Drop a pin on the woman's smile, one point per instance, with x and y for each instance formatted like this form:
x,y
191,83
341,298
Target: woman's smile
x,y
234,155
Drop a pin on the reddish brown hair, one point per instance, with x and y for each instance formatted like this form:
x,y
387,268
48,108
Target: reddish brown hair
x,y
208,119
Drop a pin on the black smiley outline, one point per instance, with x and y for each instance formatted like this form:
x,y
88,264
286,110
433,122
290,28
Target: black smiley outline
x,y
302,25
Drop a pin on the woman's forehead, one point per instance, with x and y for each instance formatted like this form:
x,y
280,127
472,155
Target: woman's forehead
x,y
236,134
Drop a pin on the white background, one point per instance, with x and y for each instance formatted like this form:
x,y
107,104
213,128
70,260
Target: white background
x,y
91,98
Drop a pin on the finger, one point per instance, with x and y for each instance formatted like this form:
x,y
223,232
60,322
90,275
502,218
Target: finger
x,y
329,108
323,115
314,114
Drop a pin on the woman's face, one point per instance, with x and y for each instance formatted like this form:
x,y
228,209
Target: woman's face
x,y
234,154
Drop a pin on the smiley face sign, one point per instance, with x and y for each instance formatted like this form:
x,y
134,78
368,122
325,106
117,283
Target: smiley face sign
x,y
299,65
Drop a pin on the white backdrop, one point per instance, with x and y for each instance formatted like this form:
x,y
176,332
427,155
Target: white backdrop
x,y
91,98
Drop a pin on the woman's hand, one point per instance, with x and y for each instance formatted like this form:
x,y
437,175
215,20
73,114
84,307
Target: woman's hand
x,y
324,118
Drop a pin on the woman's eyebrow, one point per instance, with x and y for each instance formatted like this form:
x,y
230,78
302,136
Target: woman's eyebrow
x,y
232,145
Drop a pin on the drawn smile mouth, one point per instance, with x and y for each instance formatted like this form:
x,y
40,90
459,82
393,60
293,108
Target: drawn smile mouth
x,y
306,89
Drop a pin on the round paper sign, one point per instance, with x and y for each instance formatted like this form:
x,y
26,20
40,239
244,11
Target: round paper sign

::::

Problem statement: Rewrite all the items above as a JSON list of strings, with each line as its own string and no entries for blank lines.

Exercise solution:
[
  "Drop a pin on the woman's smile, one point per instance, with x and y for each instance formatted like this form:",
  "x,y",
  "191,83",
  "341,298",
  "Target: woman's smile",
  "x,y",
  "234,155",
  "Drop a pin on the reddish brown hair, one point per instance, with x and y for each instance formatted like this form:",
  "x,y",
  "387,268",
  "48,108",
  "Target: reddish brown hair",
  "x,y",
  "208,119",
  "Drop a pin on the black smiley outline, one point per instance, with x and y for each instance formatted like this form:",
  "x,y",
  "88,264",
  "286,110",
  "433,122",
  "290,28",
  "Target: black smiley outline",
  "x,y",
  "302,25",
  "Drop a pin on the woman's forehead, one point per instance, with x and y for each instance formatted like this form:",
  "x,y",
  "280,127",
  "472,155",
  "Target: woman's forehead",
  "x,y",
  "236,134",
  "Drop a pin on the white background, one point per instance, with x and y for each instance formatted like this form:",
  "x,y",
  "107,104",
  "213,128",
  "70,260",
  "Target: white background",
  "x,y",
  "91,98",
  "Drop a pin on the finger, one point per instance, with x and y for each instance formatted like this form:",
  "x,y",
  "223,232",
  "60,322",
  "90,275",
  "502,218",
  "Target: finger",
  "x,y",
  "329,108",
  "323,115",
  "314,114",
  "Drop a pin on the woman's face, one point per instance, with x and y for each instance formatted like this form:",
  "x,y",
  "228,209",
  "Target: woman's face",
  "x,y",
  "234,154",
  "Drop a pin on the smiley face sign, one point per instance, with x and y for each instance formatted like this form:",
  "x,y",
  "134,78",
  "368,122",
  "325,106",
  "117,283",
  "Target: smiley face sign",
  "x,y",
  "299,65",
  "Drop a pin on the white backdrop, one point per instance, with x and y for each instance formatted like this form:",
  "x,y",
  "176,332",
  "427,155",
  "Target: white backdrop",
  "x,y",
  "91,98",
  "Drop a pin on the woman's hand, one point per instance, with x and y for each instance formatted like this form:",
  "x,y",
  "437,175",
  "215,20",
  "73,114",
  "84,307",
  "Target: woman's hand",
  "x,y",
  "324,118",
  "Drop a pin on the woman's eyebrow, one point per instance, with x and y for each instance formatted like this form:",
  "x,y",
  "230,78",
  "302,136",
  "Target: woman's eyebrow",
  "x,y",
  "232,145",
  "Drop a pin on the drawn smile mouth, one point per instance, with x and y for each instance formatted like this form:",
  "x,y",
  "40,90",
  "459,82",
  "393,60",
  "293,108",
  "Target: drawn smile mouth",
  "x,y",
  "306,89",
  "Drop a pin on the round paper sign, one point per instance, with x and y for each instance formatted like this form:",
  "x,y",
  "26,20",
  "40,239",
  "244,11",
  "Target: round paper sign"
]